--- begin Material to process ---

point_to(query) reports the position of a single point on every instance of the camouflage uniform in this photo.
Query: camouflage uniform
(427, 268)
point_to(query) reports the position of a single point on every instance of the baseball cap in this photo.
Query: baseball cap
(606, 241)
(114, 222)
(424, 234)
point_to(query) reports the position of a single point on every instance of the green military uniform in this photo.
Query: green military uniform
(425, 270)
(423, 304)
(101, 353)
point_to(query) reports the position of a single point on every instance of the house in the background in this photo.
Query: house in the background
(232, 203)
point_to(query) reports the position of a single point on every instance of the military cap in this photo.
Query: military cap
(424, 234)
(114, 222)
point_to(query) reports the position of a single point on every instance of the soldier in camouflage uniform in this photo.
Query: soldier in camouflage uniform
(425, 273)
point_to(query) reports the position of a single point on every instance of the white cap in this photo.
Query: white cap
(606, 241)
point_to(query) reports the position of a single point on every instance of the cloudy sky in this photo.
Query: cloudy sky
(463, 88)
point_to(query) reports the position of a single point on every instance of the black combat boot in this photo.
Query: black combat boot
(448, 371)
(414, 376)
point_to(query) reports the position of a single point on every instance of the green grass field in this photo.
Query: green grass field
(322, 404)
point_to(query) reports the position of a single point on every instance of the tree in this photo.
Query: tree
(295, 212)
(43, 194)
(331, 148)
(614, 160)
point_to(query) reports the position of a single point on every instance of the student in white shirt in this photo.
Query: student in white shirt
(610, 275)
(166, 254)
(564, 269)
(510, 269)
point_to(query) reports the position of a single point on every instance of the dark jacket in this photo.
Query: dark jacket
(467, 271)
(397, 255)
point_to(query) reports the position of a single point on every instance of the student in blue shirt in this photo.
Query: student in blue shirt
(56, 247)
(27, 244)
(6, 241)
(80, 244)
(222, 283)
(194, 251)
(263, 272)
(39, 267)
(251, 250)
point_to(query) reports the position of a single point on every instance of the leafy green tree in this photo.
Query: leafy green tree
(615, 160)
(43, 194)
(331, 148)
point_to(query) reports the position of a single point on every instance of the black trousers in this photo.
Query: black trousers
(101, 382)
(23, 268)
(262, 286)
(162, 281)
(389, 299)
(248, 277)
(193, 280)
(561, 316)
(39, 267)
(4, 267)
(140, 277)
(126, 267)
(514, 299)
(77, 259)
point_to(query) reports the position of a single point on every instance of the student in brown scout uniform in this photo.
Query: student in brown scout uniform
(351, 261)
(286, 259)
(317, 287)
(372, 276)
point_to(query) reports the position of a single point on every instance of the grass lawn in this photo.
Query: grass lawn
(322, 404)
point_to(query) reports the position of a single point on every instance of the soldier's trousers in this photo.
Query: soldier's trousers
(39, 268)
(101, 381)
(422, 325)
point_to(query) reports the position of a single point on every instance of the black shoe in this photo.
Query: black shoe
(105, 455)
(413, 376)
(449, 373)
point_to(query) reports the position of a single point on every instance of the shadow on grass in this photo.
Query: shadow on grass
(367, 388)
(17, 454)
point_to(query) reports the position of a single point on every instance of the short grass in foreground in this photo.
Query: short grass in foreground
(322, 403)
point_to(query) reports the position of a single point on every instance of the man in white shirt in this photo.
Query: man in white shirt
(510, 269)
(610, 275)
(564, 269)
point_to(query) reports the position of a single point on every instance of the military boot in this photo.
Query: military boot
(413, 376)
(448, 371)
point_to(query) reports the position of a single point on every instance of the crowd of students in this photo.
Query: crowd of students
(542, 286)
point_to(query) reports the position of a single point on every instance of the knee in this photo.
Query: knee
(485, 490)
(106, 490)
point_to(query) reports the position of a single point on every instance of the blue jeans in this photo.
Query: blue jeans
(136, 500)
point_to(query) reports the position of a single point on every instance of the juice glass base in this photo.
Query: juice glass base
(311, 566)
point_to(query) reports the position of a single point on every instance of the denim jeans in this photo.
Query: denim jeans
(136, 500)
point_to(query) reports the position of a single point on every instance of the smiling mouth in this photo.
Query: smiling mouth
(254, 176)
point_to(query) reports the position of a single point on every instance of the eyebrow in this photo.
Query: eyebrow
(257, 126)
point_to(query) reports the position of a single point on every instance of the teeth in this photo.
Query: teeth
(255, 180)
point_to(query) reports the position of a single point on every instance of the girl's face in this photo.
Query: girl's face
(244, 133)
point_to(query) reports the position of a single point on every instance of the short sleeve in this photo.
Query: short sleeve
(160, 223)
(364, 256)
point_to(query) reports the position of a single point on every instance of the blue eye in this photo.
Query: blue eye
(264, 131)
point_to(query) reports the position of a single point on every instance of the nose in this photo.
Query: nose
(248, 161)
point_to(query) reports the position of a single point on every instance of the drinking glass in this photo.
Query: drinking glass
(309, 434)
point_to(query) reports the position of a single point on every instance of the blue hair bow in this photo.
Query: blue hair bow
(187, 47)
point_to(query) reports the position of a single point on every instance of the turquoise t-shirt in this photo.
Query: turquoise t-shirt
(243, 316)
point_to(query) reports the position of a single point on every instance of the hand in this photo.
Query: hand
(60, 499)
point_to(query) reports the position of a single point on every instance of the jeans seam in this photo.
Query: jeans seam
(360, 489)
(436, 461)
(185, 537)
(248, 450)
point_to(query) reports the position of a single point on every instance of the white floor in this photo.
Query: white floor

--- end Material to process ---

Exercise prompt: Could you write out all of the material above again, substituting "returns" for every "reports" and leaving everything else as it is?

The completed task:
point_to(query) returns the position of a single point on every instance of the camouflage uniform in this photo.
Query: camouflage uniform
(427, 268)
point_to(query) returns the position of a single point on every instance of the baseball cap in this photo.
Query: baseball cap
(606, 241)
(114, 222)
(424, 234)
point_to(query) returns the position of a single point on every instance of the green military uniform in this photo.
Query: green military uniform
(425, 270)
(423, 304)
(101, 353)
point_to(query) returns the position of a single point on every instance of the house in the background in this photo.
Query: house in the background
(232, 203)
point_to(query) returns the position of a single point on every instance of the military cap in this photo.
Query: military cap
(424, 234)
(114, 222)
point_to(query) returns the position of a single point on every instance of the soldier in camouflage uniform in this photo.
Query: soldier in camouflage uniform
(425, 273)
point_to(query) returns the position of a single point on every instance of the white cap in this photo.
Query: white cap
(606, 241)
point_to(query) returns the position of a single point on every instance of the cloudy sky in this photo.
Query: cloudy sky
(463, 88)
point_to(query) returns the position of a single point on every instance of the black combat boot in this photo.
Query: black combat boot
(448, 371)
(414, 376)
point_to(query) returns the position of a single point on every instance of the green grass field in this photo.
Query: green grass field
(322, 404)
point_to(query) returns the position of a single point on every instance of the tree in this photo.
Query: tree
(295, 212)
(43, 194)
(331, 148)
(614, 160)
point_to(query) returns the position of a single point on every instance of the student in white shirt in this photo.
Query: student in white shirt
(610, 275)
(166, 254)
(564, 269)
(510, 269)
point_to(query) returns the position of a single point on every instance of the dark jacket in this photo.
Query: dark jacket
(467, 271)
(397, 255)
point_to(query) returns the position of a single point on every instance of the student in blue shirt in this photo.
Query: student in blue shirt
(56, 247)
(27, 244)
(6, 241)
(80, 244)
(222, 283)
(194, 251)
(263, 272)
(39, 267)
(251, 250)
point_to(query) returns the position of a single point on every instance of the leafy green tree in this photo.
Query: leafy green tree
(615, 160)
(43, 194)
(331, 148)
point_to(query) returns the position of a single point on every instance of the black trousers in this photo.
Query: black trousers
(101, 382)
(23, 268)
(262, 286)
(162, 281)
(389, 299)
(248, 277)
(193, 280)
(561, 316)
(39, 267)
(4, 267)
(140, 277)
(126, 267)
(514, 299)
(77, 259)
point_to(query) returns the position of a single point on every instance of the student in brown scout uniform in this photo.
Query: student in brown scout uniform
(351, 261)
(286, 259)
(317, 287)
(372, 276)
point_to(query) returns the position of a single point on every instance of the grass lawn in this photo.
Query: grass lawn
(322, 404)
point_to(query) returns the position of a single point on every instance of the soldier's trousers in this photo.
Query: soldier's trousers
(39, 268)
(101, 381)
(422, 325)
point_to(query) returns the position of a single point on every instance of the black shoe in this photo.
Query: black shoe
(105, 455)
(413, 376)
(449, 373)
point_to(query) returns the position of a single point on every instance of the shadow on grass in this photo.
Query: shadow on grass
(367, 388)
(17, 454)
point_to(query) returns the position of a single point on every instance of the short grass in foreground in this photo.
Query: short grass in foreground
(322, 403)
point_to(query) returns the position of a single point on every instance of the man in white shirt in this photo.
Query: man in white shirt
(510, 269)
(610, 275)
(564, 269)
point_to(query) returns the position of a single point on every instance of the military boot in this photo.
Query: military boot
(413, 376)
(448, 371)
point_to(query) returns the position of a single point on every instance of the crowd of students in this photo.
Query: crowd of students
(542, 286)
point_to(query) returns the position of a single point on every instance of the knee in this photo.
Query: knee
(485, 490)
(106, 490)
point_to(query) returns the position of a single point on every instance of the blue jeans in this photo.
Query: blue jeans
(136, 500)
point_to(query) returns the position of a single point on every instance of the juice glass base in this photo.
Query: juice glass base
(311, 566)
point_to(query) returns the position of a single point on every instance of the denim jeans in this photo.
Query: denim jeans
(136, 500)
point_to(query) returns the position of a single point on every instance of the smiling mouth in this photo.
Query: smiling mouth
(254, 176)
point_to(query) returns the position of a single point on every instance of the eyebrow in this photo.
Query: eyebrow
(257, 126)
point_to(query) returns the position of a single point on every instance of the teeth in this photo.
Query: teeth
(255, 180)
point_to(query) returns the position of a single point on every instance of the girl's face in this photo.
Query: girl's face
(244, 133)
point_to(query) returns the position of a single point on every instance of the short sleeve in this photo.
Query: short sleeve
(160, 223)
(364, 256)
point_to(query) returns the position of a single point on every instance of the blue eye in this photo.
Query: blue eye
(264, 131)
point_to(query) returns the position of a single point on every instance of the nose in this photo.
Query: nose
(248, 161)
point_to(query) returns the position of a single point on every instance of the drinking glass in this photo.
Query: drinking glass
(309, 434)
point_to(query) returns the position of a single point on every instance of the blue hair bow in this photo.
Query: blue hair bow
(187, 47)
point_to(query) returns the position of a single point on every instance of the turquoise t-shirt in this photo.
Query: turquoise t-shirt
(243, 316)
point_to(query) returns the position of a single point on every instance of the hand in this photo.
Query: hand
(60, 499)
point_to(query) returns the position of a single point on every instance of the jeans seam in this photo.
Query: jeans seam
(360, 489)
(436, 461)
(185, 537)
(248, 450)
point_to(query) returns the position of a single point on every instance of the white floor in this photo.
Query: white floor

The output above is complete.